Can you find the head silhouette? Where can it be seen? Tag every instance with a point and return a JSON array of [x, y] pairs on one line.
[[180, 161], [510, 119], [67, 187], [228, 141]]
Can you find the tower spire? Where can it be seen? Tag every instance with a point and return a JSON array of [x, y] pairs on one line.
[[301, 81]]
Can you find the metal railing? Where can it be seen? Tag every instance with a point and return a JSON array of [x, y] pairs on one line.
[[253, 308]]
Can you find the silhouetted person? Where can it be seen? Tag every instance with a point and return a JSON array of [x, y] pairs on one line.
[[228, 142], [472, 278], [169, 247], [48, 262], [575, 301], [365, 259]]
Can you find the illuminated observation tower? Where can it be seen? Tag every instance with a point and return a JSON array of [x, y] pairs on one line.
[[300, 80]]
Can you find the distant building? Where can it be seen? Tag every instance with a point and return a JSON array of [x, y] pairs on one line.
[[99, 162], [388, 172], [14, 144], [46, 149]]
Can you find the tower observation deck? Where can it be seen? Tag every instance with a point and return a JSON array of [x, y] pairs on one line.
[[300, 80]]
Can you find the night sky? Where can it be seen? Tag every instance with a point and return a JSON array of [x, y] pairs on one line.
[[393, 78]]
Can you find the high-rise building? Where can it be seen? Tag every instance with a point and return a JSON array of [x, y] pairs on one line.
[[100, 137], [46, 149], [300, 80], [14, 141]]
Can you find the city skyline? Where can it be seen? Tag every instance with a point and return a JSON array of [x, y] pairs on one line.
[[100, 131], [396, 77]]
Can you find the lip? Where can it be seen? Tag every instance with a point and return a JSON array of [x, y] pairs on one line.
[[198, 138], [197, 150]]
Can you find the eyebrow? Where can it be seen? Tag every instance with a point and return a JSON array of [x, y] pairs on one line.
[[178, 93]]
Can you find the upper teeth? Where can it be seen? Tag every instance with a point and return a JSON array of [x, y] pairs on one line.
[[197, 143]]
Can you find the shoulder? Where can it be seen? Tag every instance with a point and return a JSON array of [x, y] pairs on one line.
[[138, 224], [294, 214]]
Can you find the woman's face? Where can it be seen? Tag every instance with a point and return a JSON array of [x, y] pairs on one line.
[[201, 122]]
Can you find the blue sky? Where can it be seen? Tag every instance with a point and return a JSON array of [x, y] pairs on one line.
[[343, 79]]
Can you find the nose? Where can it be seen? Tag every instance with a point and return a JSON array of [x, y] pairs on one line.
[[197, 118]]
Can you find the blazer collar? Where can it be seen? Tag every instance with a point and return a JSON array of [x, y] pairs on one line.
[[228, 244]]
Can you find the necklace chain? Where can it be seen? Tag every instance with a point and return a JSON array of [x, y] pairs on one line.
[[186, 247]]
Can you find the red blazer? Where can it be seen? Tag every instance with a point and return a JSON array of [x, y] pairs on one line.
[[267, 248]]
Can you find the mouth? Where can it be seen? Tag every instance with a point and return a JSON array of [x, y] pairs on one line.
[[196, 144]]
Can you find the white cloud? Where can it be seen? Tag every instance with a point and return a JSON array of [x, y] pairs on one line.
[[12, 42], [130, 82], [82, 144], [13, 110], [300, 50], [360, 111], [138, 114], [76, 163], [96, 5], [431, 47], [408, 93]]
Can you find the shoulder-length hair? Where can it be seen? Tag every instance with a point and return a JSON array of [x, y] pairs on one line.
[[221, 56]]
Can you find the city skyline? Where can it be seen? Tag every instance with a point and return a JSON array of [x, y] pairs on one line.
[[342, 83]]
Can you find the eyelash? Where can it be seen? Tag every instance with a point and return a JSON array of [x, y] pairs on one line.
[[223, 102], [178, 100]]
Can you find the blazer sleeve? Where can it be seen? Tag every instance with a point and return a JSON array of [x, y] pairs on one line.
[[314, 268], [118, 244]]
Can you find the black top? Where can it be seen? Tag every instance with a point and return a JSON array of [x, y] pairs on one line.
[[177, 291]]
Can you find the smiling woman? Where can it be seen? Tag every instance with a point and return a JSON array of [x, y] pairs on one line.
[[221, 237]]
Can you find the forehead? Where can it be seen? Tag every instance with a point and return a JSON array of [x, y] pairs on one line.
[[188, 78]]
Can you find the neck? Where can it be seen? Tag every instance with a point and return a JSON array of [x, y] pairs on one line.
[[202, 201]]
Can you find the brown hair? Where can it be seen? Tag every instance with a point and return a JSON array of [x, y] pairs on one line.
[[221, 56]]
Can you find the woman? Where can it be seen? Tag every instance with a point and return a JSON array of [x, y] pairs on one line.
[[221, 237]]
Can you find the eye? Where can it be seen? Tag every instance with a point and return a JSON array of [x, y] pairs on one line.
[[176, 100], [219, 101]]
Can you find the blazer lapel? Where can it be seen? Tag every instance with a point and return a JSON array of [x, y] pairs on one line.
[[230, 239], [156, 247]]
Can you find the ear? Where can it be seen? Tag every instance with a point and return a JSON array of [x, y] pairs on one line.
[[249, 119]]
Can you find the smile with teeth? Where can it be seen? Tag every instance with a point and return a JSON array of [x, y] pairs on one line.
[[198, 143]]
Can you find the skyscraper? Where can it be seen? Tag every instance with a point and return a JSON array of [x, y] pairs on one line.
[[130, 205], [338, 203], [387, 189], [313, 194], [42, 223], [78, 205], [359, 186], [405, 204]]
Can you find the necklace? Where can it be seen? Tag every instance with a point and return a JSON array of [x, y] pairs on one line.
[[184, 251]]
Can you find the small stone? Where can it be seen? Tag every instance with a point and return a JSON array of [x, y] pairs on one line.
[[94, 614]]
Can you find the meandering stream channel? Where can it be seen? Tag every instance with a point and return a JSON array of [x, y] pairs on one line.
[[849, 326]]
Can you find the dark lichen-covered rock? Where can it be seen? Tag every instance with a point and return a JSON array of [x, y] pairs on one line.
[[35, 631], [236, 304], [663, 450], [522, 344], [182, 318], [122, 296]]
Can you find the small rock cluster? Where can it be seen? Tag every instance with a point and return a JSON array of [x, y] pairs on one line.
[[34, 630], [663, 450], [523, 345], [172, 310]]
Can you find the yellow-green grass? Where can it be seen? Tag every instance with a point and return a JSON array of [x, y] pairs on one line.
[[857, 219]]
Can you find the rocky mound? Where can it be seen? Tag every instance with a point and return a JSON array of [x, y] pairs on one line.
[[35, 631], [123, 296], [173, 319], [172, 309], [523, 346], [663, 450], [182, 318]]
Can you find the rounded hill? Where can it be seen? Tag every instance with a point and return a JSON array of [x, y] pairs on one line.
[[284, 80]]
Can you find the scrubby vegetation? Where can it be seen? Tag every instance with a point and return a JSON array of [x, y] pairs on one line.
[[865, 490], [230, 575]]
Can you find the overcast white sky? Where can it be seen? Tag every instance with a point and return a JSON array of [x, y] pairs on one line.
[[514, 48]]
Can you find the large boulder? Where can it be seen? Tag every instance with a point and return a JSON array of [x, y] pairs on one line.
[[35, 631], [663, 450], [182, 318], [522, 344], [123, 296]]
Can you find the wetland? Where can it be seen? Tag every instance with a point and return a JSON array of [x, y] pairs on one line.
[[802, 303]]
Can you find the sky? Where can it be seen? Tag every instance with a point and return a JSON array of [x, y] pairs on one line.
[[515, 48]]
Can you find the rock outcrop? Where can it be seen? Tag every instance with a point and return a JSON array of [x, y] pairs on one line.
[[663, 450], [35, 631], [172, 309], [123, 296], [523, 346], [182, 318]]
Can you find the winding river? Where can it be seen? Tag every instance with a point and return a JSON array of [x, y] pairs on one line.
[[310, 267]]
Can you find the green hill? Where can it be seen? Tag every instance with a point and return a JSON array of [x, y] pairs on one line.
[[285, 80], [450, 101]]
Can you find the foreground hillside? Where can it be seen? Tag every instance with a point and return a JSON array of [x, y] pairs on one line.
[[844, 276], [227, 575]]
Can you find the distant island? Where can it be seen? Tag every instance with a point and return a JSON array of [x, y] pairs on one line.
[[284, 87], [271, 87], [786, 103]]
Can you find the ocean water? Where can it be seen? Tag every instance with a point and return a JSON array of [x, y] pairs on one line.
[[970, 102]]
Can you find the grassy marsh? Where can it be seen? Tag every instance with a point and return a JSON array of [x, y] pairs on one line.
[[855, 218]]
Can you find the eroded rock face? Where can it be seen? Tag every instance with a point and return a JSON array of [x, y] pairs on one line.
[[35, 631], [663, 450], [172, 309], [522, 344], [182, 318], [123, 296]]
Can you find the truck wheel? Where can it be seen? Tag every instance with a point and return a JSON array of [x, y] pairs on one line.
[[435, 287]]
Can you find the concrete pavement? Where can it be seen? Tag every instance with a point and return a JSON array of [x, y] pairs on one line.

• REQUIREMENT:
Set each line down exactly, starting with the one that contains "Can you find the grassy" and ending with the last line of the listing; add nothing else.

• SOLVED EXERCISE:
Can you find the grassy marsh? Where can it be seen? Tag every instance with a point and return a JSON array of [x, y] pairs on one line.
[[855, 218]]
Can you find the eroded rock face? Where can it be seen? Tag every instance with a point and return a JSON array of [x, y] pairs on one line.
[[35, 631], [663, 450], [172, 309], [522, 344], [182, 318], [123, 296]]
Can you find the truck wheel? Where can it be seen? Tag every instance with a point and return a JSON array of [x, y] pairs on one line.
[[435, 287]]
Can you find the concrete pavement? Where can it be seen? Tag every instance with a point and return a JSON array of [x, y] pairs on one line.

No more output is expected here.